======== Records shown ========

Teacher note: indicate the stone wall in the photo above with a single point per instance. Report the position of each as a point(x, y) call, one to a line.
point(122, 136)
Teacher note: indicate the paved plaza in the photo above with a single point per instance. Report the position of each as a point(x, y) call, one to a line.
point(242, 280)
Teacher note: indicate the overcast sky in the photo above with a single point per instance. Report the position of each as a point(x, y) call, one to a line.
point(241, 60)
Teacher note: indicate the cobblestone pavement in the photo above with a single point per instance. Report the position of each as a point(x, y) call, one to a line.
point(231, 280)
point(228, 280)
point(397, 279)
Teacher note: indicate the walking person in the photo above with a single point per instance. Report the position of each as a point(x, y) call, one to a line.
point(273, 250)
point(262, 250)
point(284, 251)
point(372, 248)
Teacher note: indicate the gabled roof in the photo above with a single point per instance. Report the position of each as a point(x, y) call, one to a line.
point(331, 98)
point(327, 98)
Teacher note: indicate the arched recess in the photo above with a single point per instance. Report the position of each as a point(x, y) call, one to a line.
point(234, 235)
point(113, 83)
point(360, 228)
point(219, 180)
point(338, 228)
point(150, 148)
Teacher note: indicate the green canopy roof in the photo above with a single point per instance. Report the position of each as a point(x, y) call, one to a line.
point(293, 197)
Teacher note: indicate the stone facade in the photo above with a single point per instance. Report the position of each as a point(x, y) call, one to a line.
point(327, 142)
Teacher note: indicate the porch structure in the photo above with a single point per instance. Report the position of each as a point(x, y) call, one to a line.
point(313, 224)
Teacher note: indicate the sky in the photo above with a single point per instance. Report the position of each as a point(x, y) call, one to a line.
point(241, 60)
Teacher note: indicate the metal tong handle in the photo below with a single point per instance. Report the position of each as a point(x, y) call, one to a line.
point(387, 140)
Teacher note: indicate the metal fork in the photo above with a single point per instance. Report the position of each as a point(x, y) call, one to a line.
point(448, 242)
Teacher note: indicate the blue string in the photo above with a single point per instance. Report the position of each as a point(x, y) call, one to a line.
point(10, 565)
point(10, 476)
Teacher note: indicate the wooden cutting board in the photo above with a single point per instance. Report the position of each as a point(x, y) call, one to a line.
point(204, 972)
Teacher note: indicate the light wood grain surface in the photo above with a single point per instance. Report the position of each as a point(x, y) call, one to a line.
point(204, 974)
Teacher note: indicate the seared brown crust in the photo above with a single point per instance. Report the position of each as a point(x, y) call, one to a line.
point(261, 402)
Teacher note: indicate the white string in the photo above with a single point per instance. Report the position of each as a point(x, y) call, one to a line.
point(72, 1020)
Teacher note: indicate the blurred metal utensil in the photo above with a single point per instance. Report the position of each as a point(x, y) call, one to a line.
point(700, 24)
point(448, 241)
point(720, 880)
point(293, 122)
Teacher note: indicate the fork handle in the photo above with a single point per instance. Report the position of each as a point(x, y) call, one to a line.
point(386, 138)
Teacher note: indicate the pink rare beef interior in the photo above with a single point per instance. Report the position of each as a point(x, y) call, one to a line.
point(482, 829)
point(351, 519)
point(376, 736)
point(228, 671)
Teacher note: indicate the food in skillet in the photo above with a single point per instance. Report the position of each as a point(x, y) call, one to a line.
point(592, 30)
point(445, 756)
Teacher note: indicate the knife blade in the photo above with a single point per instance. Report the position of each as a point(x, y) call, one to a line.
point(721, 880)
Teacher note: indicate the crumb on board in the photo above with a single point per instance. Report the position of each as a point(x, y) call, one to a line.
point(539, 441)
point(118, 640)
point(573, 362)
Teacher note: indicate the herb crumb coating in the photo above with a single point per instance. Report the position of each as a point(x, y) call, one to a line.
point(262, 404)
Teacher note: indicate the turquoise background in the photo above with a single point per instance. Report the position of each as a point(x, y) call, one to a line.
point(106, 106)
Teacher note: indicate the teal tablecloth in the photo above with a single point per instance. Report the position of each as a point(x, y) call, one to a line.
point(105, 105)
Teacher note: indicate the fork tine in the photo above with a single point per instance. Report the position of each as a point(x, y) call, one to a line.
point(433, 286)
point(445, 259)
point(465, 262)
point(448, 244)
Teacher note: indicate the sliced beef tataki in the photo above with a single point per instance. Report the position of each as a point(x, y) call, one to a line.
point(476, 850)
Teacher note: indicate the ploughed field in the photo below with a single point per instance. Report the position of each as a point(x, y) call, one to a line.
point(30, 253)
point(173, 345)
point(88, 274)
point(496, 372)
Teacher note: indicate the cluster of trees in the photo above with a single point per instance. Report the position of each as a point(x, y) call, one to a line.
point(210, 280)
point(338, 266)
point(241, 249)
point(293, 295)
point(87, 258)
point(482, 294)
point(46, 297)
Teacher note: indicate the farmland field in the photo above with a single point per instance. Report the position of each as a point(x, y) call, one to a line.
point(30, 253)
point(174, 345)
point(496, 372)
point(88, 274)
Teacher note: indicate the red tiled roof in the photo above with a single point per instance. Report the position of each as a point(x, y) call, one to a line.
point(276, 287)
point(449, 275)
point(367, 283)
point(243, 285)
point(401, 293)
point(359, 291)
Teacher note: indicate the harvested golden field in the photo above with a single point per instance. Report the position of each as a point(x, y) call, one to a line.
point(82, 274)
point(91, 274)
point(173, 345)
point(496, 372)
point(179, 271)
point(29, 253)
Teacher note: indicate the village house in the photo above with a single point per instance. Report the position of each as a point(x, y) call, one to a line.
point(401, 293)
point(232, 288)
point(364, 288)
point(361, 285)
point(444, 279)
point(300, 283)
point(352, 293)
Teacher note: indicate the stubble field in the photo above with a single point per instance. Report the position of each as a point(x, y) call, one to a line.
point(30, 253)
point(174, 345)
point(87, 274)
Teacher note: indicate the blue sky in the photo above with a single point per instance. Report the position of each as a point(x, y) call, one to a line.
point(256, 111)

========

Aim of the task: Exactly as they appear above, write out all of the lines.

Output for this exercise:
Teacher note: indicate the stone wall in the photo above with a single point per instance. Report the position of each as a point(x, y) call, one to a line.
point(122, 136)
Teacher note: indicate the paved plaza in the photo above with a single point per instance. Report the position of each as a point(x, y) call, one to a line.
point(242, 280)
Teacher note: indicate the overcast sky in the photo above with a single point per instance. Report the position of each as a point(x, y) call, one to a line.
point(241, 60)
Teacher note: indicate the cobblestone pavement in the photo above with a single point per instance. Report the position of each as a point(x, y) call, one to a line.
point(231, 280)
point(228, 280)
point(397, 279)
Teacher note: indicate the walking person in the photo above with a single point per instance. Report the position of each as a point(x, y) call, one to a line.
point(273, 250)
point(262, 250)
point(284, 251)
point(372, 248)
Teacher note: indicate the gabled roof in the photo above with a single point per instance. Report the position of each as a point(x, y) call, one to a line.
point(331, 98)
point(327, 98)
Teacher note: indicate the arched recess in the photo above with a single point per instance. Report the position of each as a point(x, y) call, one to a line.
point(234, 235)
point(113, 83)
point(360, 228)
point(219, 180)
point(338, 228)
point(150, 148)
Teacher note: indicate the green canopy roof in the photo above with a single point per instance. Report the position of each as a point(x, y) call, one to a line.
point(293, 197)
Teacher note: indicate the stone facade in the photo above with a single point per instance. Report the position of each as a point(x, y) call, one to a line.
point(327, 142)
Teacher note: indicate the porch structure in the photo above with a single point per instance. Report the position of each as a point(x, y) call, one to a line.
point(313, 224)
Teacher note: indicate the sky in the photo above with a single point per instance. Report the position of each as a point(x, y) call, one to a line.
point(241, 60)
Teacher note: indicate the metal tong handle in the photo below with a single point per instance. Report the position of each as a point(x, y) call, one to a line.
point(387, 140)
Teacher note: indicate the metal fork in the photo above with a single point per instance. Report the position of each as a point(x, y) call, one to a line.
point(448, 242)
Teacher note: indicate the blue string in the photo above with a single point per instance. Report the position of each as a point(x, y) call, one to a line.
point(10, 565)
point(10, 476)
Teacher note: indicate the wooden cutting board in the photo above with a single point per instance. Report the position of each as a point(x, y) call, one to a line.
point(204, 972)
Teacher note: indicate the light wood grain surface in the photo above with a single point per instance. Report the position of each as a point(x, y) call, one to a line.
point(204, 974)
Teacher note: indicate the seared brown crust in the photo above with a single point per instance. Report the position of each as a point(x, y) call, one to a line.
point(261, 402)
Teacher note: indicate the white string in the photo above with a single point per instance. Report the position of each as a point(x, y) call, one to a line.
point(72, 1020)
Teacher note: indicate the blurred metal utensil in the photo above with a single point per instance. Report the position of each as a point(x, y) call, one to a line.
point(700, 24)
point(448, 241)
point(720, 880)
point(293, 122)
Teacher note: indicate the fork handle in the photo above with a single point per instance. Report the position of each as a point(x, y) call, one to a line.
point(386, 138)
Teacher note: indicate the pink rare beef interior in the photo above with a single point per instance. Report the position of each as a point(x, y) call, one to a line.
point(482, 829)
point(351, 519)
point(376, 736)
point(228, 671)
Teacher note: indicate the food in skillet in the photo above with a single point per instance. Report the position of each as a point(x, y) call, one to a line.
point(592, 30)
point(445, 756)
Teacher note: indicate the knife blade in the photo above with a single point per instance. Report the position of each as a point(x, y) call, one to a line.
point(721, 880)
Teacher note: indicate the crumb on board in the photo above with a single point per instance. Report the position of each as a point(x, y) call, one to a line.
point(539, 441)
point(118, 640)
point(573, 362)
Teacher note: indicate the herb crumb coating in the photo above with a single point per instance. Report the position of each as a point(x, y) call, one to a line.
point(262, 404)
Teacher note: indicate the turquoise background in the photo above with a single point per instance. Report the position of each as a point(x, y) call, one to a line.
point(106, 106)
Teacher note: indicate the teal tablecloth in the photo above with a single point per instance. Report the position of each as a point(x, y) call, one to a line.
point(105, 105)
Teacher note: indicate the fork tine in the photo above with a single point per instance. Report the position of each as a point(x, y) call, one to a line.
point(433, 286)
point(445, 259)
point(465, 262)
point(448, 244)
Teacher note: indicate the sliced beef tataki in the photo above with a single point per instance. Report the position of each as a point(x, y) call, one to a line.
point(476, 850)
Teacher note: indicate the ploughed field in the photo below with a single point per instance. Report the position of each as a point(x, y) call, one to a line.
point(30, 253)
point(173, 345)
point(88, 274)
point(496, 372)
Teacher note: indicate the cluster of trees in the photo above with a single point per instance. Report the position of each as a point(x, y) call, one to a line.
point(210, 280)
point(338, 266)
point(241, 249)
point(293, 295)
point(87, 258)
point(482, 294)
point(46, 297)
Teacher note: indicate the farmland field in the photo above with a single point per instance. Report the position of each as a point(x, y) call, one to a line.
point(30, 253)
point(174, 345)
point(496, 372)
point(88, 274)
Teacher note: indicate the red tiled roof in the photo above with a single point per instance. Report the position of each as a point(x, y) call, one to a line.
point(276, 287)
point(449, 275)
point(367, 283)
point(243, 285)
point(401, 293)
point(359, 291)
Teacher note: indicate the harvested golden field in the photo above with a single point per instance. Report the position of each as a point(x, y) call, one to a line.
point(82, 274)
point(91, 274)
point(173, 345)
point(496, 372)
point(179, 271)
point(29, 253)
Teacher note: indicate the village house in the photo above with a single point per instance. Report the position of each as a point(x, y) call, one to a line.
point(401, 293)
point(232, 288)
point(364, 288)
point(361, 285)
point(444, 279)
point(300, 283)
point(352, 293)
Teacher note: indicate the stubble field in the photo above with a single point per instance. Report the position of each as a point(x, y) call, one to a line.
point(30, 253)
point(174, 345)
point(87, 274)
Teacher note: indicate the blue sky in the photo above with a single point per instance. Report the position of each as a point(x, y) call, one to a line.
point(256, 111)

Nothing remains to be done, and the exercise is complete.